Material supplied Block Start

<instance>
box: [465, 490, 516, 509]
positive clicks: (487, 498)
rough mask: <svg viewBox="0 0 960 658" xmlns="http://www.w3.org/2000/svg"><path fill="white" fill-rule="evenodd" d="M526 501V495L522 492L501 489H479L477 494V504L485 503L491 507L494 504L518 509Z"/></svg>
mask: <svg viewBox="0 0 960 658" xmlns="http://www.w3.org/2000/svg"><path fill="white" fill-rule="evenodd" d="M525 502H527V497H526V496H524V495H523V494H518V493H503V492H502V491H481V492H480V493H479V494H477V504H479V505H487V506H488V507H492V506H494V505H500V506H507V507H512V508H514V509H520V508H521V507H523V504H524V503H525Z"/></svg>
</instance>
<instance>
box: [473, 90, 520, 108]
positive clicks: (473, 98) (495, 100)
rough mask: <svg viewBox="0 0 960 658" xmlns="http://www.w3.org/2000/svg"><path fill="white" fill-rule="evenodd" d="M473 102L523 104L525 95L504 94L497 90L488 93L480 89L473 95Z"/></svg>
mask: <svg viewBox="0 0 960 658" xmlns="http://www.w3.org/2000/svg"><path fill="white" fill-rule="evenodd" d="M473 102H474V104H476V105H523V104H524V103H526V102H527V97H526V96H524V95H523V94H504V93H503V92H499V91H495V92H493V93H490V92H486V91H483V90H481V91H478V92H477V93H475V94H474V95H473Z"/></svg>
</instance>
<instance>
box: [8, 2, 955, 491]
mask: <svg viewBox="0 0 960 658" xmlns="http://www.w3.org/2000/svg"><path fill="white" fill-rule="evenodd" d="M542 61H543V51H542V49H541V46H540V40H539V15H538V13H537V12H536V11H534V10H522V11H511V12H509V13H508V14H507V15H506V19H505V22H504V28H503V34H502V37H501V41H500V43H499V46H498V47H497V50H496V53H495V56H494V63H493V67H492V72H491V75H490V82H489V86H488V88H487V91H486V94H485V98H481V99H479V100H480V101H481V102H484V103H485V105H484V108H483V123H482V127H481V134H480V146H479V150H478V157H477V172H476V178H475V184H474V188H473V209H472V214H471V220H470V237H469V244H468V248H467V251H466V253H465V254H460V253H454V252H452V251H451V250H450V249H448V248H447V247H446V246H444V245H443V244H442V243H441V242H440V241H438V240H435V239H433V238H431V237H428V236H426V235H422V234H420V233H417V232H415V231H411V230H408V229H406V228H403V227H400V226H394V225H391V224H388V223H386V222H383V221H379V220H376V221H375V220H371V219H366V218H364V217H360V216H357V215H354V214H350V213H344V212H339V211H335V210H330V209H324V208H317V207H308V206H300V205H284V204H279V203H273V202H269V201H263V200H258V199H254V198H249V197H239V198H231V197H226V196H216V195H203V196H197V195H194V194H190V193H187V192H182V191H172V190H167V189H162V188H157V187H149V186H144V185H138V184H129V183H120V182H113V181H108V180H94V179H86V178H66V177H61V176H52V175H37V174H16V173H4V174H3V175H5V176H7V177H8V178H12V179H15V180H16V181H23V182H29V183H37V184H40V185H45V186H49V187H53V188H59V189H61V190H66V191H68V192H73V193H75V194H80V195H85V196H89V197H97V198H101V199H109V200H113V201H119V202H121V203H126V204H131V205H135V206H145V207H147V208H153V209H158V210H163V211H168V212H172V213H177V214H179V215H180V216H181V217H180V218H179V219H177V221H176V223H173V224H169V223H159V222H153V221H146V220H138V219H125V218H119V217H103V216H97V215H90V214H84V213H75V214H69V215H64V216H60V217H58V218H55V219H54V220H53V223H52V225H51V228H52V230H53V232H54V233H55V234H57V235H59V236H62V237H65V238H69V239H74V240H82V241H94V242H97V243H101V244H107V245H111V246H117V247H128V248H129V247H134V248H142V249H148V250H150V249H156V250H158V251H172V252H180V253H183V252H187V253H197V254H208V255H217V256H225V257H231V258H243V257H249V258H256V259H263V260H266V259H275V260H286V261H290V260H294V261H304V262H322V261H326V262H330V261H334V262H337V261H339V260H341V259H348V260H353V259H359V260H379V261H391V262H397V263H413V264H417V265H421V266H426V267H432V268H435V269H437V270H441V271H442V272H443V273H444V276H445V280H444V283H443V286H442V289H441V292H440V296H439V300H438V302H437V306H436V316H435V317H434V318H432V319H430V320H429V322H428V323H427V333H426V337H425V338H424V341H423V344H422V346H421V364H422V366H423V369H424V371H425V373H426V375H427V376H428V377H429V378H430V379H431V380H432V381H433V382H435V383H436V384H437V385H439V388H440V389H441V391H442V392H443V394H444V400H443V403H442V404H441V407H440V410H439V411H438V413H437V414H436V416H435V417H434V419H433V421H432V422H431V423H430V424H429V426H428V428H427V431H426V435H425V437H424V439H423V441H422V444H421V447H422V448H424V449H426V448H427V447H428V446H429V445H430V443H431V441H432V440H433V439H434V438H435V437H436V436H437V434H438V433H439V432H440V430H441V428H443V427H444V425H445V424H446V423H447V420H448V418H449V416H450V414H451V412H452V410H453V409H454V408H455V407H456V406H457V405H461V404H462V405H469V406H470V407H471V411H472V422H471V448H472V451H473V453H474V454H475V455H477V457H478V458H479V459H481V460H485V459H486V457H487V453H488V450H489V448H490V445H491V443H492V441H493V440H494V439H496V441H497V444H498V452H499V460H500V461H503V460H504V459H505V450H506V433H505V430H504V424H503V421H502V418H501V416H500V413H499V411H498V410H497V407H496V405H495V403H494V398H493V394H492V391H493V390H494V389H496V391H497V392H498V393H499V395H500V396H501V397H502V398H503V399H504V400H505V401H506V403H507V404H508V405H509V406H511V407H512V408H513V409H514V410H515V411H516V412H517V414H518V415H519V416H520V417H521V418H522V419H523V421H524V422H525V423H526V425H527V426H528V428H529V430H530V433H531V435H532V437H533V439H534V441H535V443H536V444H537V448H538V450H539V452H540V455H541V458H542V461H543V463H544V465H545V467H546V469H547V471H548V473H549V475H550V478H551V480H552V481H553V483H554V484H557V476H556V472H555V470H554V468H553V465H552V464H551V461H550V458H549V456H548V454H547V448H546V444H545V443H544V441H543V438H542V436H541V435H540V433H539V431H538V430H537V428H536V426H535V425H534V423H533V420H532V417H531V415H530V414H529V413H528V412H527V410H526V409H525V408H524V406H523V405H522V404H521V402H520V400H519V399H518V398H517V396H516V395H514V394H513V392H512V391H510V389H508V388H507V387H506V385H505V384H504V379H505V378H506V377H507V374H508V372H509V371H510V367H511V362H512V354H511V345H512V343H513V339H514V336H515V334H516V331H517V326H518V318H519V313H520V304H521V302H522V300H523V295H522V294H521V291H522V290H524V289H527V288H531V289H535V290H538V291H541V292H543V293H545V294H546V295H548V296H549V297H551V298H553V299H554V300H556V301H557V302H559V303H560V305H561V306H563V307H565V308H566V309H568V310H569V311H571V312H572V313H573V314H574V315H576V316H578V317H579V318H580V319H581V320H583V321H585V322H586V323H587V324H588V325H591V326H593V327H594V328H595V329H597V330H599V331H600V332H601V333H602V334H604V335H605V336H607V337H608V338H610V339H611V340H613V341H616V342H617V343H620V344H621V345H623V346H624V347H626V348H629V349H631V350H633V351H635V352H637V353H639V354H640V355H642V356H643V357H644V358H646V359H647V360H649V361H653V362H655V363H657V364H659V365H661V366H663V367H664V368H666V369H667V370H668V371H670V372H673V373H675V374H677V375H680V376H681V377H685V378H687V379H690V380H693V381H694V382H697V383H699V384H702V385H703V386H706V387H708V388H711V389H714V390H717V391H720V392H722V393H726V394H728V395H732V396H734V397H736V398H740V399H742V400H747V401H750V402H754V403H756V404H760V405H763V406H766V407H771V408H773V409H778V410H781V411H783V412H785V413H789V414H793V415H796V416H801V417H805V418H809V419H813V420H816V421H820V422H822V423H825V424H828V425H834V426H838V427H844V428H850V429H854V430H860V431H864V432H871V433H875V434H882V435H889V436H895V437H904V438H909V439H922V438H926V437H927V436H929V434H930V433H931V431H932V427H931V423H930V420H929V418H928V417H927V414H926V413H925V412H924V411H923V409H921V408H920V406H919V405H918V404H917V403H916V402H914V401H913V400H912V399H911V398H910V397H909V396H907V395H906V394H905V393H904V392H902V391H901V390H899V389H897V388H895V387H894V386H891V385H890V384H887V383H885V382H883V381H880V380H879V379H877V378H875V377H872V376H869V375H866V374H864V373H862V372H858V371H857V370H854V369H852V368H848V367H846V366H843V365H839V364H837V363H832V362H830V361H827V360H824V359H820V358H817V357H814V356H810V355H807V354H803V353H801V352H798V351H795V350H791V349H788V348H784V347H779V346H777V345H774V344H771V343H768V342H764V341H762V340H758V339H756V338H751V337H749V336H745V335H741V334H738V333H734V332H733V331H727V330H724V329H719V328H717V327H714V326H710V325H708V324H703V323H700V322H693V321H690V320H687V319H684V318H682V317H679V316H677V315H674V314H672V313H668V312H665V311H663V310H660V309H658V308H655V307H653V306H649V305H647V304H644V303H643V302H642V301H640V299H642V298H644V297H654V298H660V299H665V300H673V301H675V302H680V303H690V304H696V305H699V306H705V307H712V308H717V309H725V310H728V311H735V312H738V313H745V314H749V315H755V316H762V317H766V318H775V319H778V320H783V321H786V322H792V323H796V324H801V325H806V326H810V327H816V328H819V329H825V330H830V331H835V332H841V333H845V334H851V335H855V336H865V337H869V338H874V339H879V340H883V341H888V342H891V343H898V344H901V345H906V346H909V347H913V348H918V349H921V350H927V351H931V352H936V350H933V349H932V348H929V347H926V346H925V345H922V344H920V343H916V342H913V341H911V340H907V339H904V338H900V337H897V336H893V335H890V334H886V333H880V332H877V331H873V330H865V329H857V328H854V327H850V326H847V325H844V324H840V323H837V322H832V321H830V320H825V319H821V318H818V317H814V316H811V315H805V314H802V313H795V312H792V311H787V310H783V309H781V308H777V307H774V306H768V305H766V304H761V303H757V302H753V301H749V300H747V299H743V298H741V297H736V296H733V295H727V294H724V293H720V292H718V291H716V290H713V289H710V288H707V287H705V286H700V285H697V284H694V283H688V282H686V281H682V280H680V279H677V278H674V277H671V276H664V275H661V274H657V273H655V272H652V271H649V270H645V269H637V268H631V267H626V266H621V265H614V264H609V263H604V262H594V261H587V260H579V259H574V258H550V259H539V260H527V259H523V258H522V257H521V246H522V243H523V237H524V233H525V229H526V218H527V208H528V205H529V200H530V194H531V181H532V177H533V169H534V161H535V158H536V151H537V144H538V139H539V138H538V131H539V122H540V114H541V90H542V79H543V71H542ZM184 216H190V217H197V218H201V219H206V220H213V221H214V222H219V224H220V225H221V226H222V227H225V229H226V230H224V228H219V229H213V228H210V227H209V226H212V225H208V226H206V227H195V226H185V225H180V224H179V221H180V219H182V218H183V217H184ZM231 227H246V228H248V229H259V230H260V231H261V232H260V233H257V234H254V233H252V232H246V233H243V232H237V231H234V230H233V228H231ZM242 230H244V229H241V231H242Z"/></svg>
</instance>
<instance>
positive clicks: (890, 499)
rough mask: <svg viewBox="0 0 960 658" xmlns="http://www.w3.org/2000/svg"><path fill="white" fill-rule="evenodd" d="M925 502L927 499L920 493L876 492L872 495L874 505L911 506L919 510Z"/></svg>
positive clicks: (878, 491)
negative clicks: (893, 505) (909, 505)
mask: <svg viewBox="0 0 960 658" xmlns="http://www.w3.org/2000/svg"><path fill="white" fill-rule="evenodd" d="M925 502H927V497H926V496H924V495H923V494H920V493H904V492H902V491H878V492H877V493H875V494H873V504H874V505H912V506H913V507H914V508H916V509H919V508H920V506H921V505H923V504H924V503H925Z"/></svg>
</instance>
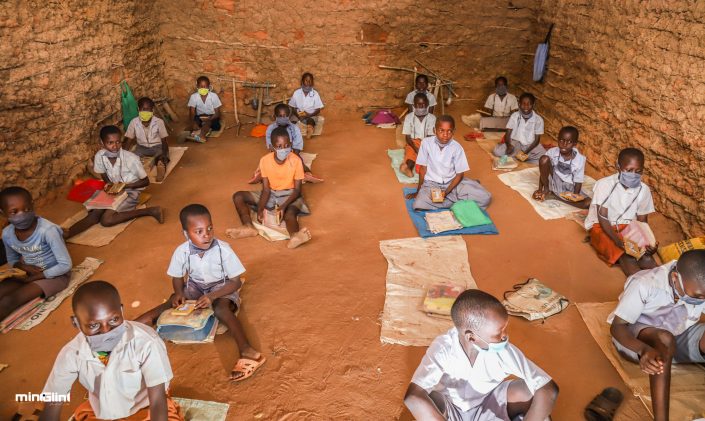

Material supplied Block End

* [What to do] Copy exactly the lines from the line that holds "negative clicks: (893, 505) (909, 505)" to the end of the listing, both included. Leave the pictures out.

* [Output for this task]
negative clicks: (893, 505) (909, 505)
mask: <svg viewBox="0 0 960 658" xmlns="http://www.w3.org/2000/svg"><path fill="white" fill-rule="evenodd" d="M925 502H927V497H926V496H924V495H923V494H920V493H904V492H902V491H878V492H877V493H875V494H873V504H874V505H912V506H913V507H914V508H916V509H919V508H920V506H921V505H923V504H924V503H925Z"/></svg>
</instance>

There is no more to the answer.